(What you have to do): Render every line of the data exactly as written, and leave out the pictures.

━━ Task data ━━

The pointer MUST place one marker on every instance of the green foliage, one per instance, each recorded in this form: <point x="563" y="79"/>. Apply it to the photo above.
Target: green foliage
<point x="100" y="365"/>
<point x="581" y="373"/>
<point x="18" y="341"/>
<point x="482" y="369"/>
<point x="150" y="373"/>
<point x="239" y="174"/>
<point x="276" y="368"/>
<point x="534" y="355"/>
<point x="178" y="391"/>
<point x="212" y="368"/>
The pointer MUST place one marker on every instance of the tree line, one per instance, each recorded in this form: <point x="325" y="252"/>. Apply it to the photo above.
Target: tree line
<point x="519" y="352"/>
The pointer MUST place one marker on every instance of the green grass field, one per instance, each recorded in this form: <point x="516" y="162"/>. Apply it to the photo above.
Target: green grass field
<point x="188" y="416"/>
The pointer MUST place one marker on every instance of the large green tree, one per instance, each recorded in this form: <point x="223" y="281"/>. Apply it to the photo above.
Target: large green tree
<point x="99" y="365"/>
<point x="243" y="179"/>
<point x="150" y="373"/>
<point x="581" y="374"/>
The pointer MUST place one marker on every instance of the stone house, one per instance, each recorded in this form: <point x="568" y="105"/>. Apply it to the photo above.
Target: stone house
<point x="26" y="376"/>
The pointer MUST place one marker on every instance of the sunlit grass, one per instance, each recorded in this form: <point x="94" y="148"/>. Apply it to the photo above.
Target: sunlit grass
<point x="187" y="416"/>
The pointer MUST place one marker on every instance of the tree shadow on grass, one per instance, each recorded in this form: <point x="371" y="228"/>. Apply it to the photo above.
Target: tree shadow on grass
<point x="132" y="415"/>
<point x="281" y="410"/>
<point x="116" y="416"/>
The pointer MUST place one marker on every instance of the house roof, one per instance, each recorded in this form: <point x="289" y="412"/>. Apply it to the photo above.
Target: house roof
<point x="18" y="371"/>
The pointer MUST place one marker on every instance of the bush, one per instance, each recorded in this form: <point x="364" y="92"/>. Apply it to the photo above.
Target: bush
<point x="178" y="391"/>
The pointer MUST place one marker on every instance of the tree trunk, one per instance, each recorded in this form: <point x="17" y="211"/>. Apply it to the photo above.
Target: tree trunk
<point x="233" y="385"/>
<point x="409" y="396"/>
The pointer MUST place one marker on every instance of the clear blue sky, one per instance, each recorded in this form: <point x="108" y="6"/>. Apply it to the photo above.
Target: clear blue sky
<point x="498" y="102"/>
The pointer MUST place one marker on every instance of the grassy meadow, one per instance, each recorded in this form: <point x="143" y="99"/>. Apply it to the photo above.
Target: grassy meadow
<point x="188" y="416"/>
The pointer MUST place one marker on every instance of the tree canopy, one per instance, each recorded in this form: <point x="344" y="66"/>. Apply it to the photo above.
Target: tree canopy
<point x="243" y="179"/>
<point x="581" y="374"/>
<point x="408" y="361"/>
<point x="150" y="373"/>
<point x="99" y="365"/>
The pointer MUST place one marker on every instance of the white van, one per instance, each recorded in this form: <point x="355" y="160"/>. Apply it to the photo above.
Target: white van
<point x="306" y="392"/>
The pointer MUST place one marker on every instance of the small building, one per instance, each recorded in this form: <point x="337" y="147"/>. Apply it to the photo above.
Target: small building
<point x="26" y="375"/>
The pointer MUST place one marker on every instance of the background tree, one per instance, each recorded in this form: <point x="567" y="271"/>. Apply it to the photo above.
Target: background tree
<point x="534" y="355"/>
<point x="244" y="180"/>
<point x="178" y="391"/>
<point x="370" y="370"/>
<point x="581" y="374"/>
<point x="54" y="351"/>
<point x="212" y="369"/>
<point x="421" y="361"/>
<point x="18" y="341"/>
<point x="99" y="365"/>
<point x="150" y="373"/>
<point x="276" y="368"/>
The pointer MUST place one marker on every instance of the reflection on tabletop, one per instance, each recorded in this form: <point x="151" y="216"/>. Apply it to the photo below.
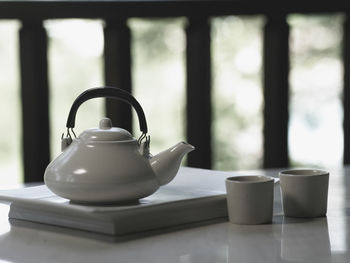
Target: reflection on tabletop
<point x="324" y="239"/>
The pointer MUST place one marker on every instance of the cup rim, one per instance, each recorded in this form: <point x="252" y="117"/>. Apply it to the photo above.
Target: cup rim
<point x="303" y="172"/>
<point x="249" y="179"/>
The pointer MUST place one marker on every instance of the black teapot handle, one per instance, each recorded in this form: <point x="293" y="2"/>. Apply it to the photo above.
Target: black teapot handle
<point x="107" y="92"/>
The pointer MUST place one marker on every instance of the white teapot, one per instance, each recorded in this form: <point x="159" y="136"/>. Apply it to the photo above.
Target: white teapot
<point x="107" y="164"/>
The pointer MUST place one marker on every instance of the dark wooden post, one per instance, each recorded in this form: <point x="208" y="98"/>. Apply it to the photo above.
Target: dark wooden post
<point x="34" y="94"/>
<point x="346" y="90"/>
<point x="276" y="89"/>
<point x="199" y="91"/>
<point x="117" y="58"/>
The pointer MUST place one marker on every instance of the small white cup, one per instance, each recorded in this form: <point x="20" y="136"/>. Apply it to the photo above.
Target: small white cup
<point x="250" y="199"/>
<point x="304" y="192"/>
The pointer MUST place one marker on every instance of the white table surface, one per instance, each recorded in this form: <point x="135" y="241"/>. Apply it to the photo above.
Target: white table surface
<point x="285" y="240"/>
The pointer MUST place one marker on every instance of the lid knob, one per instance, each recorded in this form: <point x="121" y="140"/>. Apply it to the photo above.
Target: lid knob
<point x="105" y="124"/>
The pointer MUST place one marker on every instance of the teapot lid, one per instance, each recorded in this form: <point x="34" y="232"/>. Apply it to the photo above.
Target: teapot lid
<point x="106" y="132"/>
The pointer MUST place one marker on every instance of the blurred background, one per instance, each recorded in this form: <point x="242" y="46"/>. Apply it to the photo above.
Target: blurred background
<point x="158" y="52"/>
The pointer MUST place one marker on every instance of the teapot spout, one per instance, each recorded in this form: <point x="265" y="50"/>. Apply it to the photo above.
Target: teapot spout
<point x="166" y="164"/>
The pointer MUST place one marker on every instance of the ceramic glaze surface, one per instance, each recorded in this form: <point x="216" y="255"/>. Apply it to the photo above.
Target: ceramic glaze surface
<point x="324" y="239"/>
<point x="107" y="165"/>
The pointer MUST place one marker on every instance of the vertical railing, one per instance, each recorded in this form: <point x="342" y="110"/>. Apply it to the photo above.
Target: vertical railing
<point x="346" y="89"/>
<point x="276" y="70"/>
<point x="117" y="61"/>
<point x="117" y="67"/>
<point x="199" y="91"/>
<point x="34" y="94"/>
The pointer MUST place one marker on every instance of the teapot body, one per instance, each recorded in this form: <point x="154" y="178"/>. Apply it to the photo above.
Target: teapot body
<point x="101" y="172"/>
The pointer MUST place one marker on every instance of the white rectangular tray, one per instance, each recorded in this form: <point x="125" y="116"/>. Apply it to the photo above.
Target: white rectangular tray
<point x="194" y="195"/>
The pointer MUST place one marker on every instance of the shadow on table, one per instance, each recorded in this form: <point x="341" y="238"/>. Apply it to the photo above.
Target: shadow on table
<point x="110" y="238"/>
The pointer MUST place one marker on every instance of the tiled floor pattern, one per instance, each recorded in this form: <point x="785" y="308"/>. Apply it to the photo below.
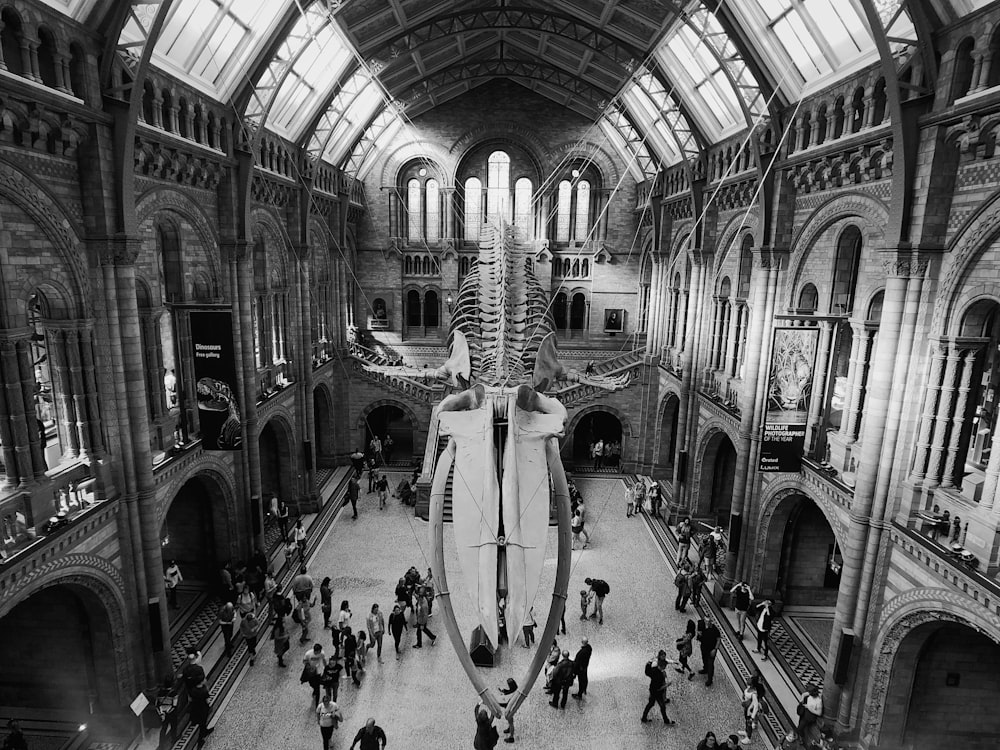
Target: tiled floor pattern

━━━

(Exercise result):
The pointer MUST place one marker on every instance of the green foliage, one per instance, each recorded in this form: <point x="563" y="79"/>. Apply it to the photo above.
Target: green foliage
<point x="100" y="365"/>
<point x="581" y="373"/>
<point x="18" y="341"/>
<point x="482" y="369"/>
<point x="150" y="373"/>
<point x="239" y="174"/>
<point x="276" y="368"/>
<point x="534" y="355"/>
<point x="178" y="391"/>
<point x="212" y="368"/>
The pointer MUST place one marker on every instance of the tree line, one per instance, each recorded in this form: <point x="325" y="252"/>. Apply it to the photo above.
Target: tree line
<point x="519" y="352"/>
The pointer MUST place one marker on every instance of the green grass field, one per instance, each recorded in this form: <point x="516" y="162"/>. Apply it to the photo above.
Target: green grass field
<point x="188" y="416"/>
The pointer MUST place one marker on every instance of the large green tree, one per instance, each recorded in this form: <point x="223" y="281"/>. Apply it to the photo above.
Target: large green tree
<point x="99" y="365"/>
<point x="243" y="179"/>
<point x="150" y="373"/>
<point x="581" y="374"/>
The pointer MUST place one marker on every instance of the stone house, one per instance, each recorded in this form: <point x="568" y="105"/>. Apply it to the photo above.
Target: stone house
<point x="26" y="376"/>
The pointer MUST place one marker on every instance of the sunlit grass, one per instance, each recorded in this form: <point x="94" y="148"/>. Apply it to the photo above.
Target: sunlit grass
<point x="187" y="416"/>
The pointer MUST place one marker on every instance of the tree shadow on grass, one per instance, each recorded in this form: <point x="371" y="228"/>. Apply it to the photo above.
Target: tree shadow on grass
<point x="132" y="415"/>
<point x="281" y="410"/>
<point x="116" y="416"/>
The pointer MUST place one marker on every instance of the house roof, one per instance, each recorded in this form: <point x="289" y="412"/>. Apply it to the photo above.
Target: house roof
<point x="18" y="371"/>
The pointer MUST place one marker on every instance of the bush, one per instance, each recorded in this form: <point x="364" y="92"/>. Apply it to the photo above.
Target: bush
<point x="178" y="391"/>
The pointer MUST place one marker on every instance of the tree trunk, one per instance, each recorded in this form: <point x="17" y="211"/>. Apply it to the photo above.
Target: tree trunk
<point x="233" y="385"/>
<point x="409" y="396"/>
The pointer MUST place one marker on every instance of the clear blue sky, one per instance, each recorded in this form: <point x="108" y="6"/>. Apply it to the photo above.
Target: clear blue sky
<point x="498" y="102"/>
The pointer MUST place one marker on every instance of the grassy meadow, one per instance, each recorded in this form: <point x="143" y="99"/>. Apply it to the photo above.
Target: grassy meadow
<point x="188" y="416"/>
The pointer MUST place one marker on every instance of the tree canopy, one per instance, each recorded in this form: <point x="344" y="66"/>. Apply it to the photo above.
Target: tree canopy
<point x="243" y="179"/>
<point x="581" y="374"/>
<point x="408" y="361"/>
<point x="150" y="373"/>
<point x="99" y="365"/>
The pointer MUST place one marker on every instance of the white van, one per instance, each recorded in this form: <point x="355" y="160"/>. Apply it to the photo above.
Target: white van
<point x="306" y="392"/>
The pointer MUST place one marker on every instance of the small building, one per instance, each recorded in this form: <point x="337" y="147"/>. Apply it to the photo above.
Target: small building
<point x="26" y="375"/>
The pointer MUST place one marker on every instance of the background tree, one per instance, each recorded in this form: <point x="567" y="271"/>. Apply it to the photo above.
Target: background tree
<point x="534" y="355"/>
<point x="244" y="180"/>
<point x="178" y="391"/>
<point x="370" y="370"/>
<point x="581" y="374"/>
<point x="54" y="351"/>
<point x="212" y="369"/>
<point x="421" y="361"/>
<point x="18" y="341"/>
<point x="99" y="365"/>
<point x="150" y="373"/>
<point x="276" y="368"/>
The pointer MUST place one marker on every instance of the reflection on tabletop, one per instance, each recorded in this form: <point x="151" y="216"/>. Apply it to the photo below.
Target: reflection on tabletop
<point x="324" y="239"/>
The pointer MUST place one marker on every instance of the cup rim, one per instance, each recorded in this form: <point x="252" y="117"/>. Apply it to the photo above.
Target: cup rim
<point x="303" y="172"/>
<point x="249" y="179"/>
The pointer MUST place one marker on every instance of the black teapot handle, one per instance, each recorded in this form: <point x="293" y="2"/>. Apply it to the photo above.
Target: black teapot handle
<point x="107" y="92"/>
The pointer MUST place one marker on every instance of the white teapot, one per instance, each recorded in this form: <point x="159" y="136"/>. Apply it to the photo above.
Target: white teapot
<point x="107" y="164"/>
The pointer MUST place one marker on every instance of the dark wooden post, one per instance, each recorded in this form: <point x="208" y="98"/>. Apply it to the photo above.
Target: dark wooden post
<point x="34" y="94"/>
<point x="346" y="90"/>
<point x="276" y="89"/>
<point x="199" y="91"/>
<point x="117" y="58"/>
The pointer MUST place one marker on every instance of the small white cup, one per instance, each recorded in this form: <point x="20" y="136"/>. Apply it to the photo above.
Target: small white cup
<point x="250" y="199"/>
<point x="304" y="192"/>
The pointer MUST place one marker on every instance of the white table surface, one per instance, each recorded in this form: <point x="135" y="241"/>. Apply it to the photo above.
Target: white table surface
<point x="285" y="240"/>
The pointer MUST place one marker on every instance of the lid knob, one per instance, each recorded in this form: <point x="121" y="140"/>. Apply it to the photo above.
Target: lid knob
<point x="105" y="124"/>
The pointer MUST place one marker on every instance of the teapot lid, one per instance, each recorded in this form: <point x="34" y="232"/>. Apply it to the photo above.
Target: teapot lid
<point x="106" y="132"/>
The pointer MUST place one marker on every instance of the blurred background, one per instance, each recorded in this form: <point x="242" y="46"/>. Apply it to the photo above.
Target: blurred background
<point x="158" y="52"/>
The pointer MUST place one marker on every instance of the teapot spout, one per instance, each recorded in this form: <point x="265" y="50"/>. Apply it to the photo above.
Target: teapot spout
<point x="166" y="164"/>
The pointer MUST place one marker on every instance of the ceramic glaze surface, one per instance, each recorded in this form: <point x="216" y="255"/>. Apply it to the photo above.
Target: ceramic glaze surface
<point x="324" y="239"/>
<point x="107" y="165"/>
The pointer MUST place one marker on every instance of the vertical railing, one per instance, each recorded in this form: <point x="342" y="110"/>. Apply it to the photo above.
Target: vertical railing
<point x="346" y="89"/>
<point x="276" y="70"/>
<point x="117" y="61"/>
<point x="117" y="67"/>
<point x="199" y="91"/>
<point x="34" y="94"/>
The pointer MUST place one marker on every instance of the teapot body, one per instance, each recorded in this form: <point x="154" y="178"/>. Apply it to the photo above.
Target: teapot body
<point x="101" y="172"/>
The pointer MUST place one marker on every instance of the white rectangular tray, one per instance, each recorded in this form: <point x="125" y="116"/>. Apply it to the photo above.
Target: white rectangular tray
<point x="194" y="195"/>
The pointer MUST place one marker on every instance of the shadow on table, one per instance, each recorded in this form: <point x="341" y="238"/>. Apply it to the photo above.
Target: shadow on table
<point x="110" y="238"/>
The pointer MUST place one marker on every instance of the tiled floor pattern, one per instance, each recorded in this form: <point x="785" y="308"/>. Apply it to the photo below.
Target: tiled floor pattern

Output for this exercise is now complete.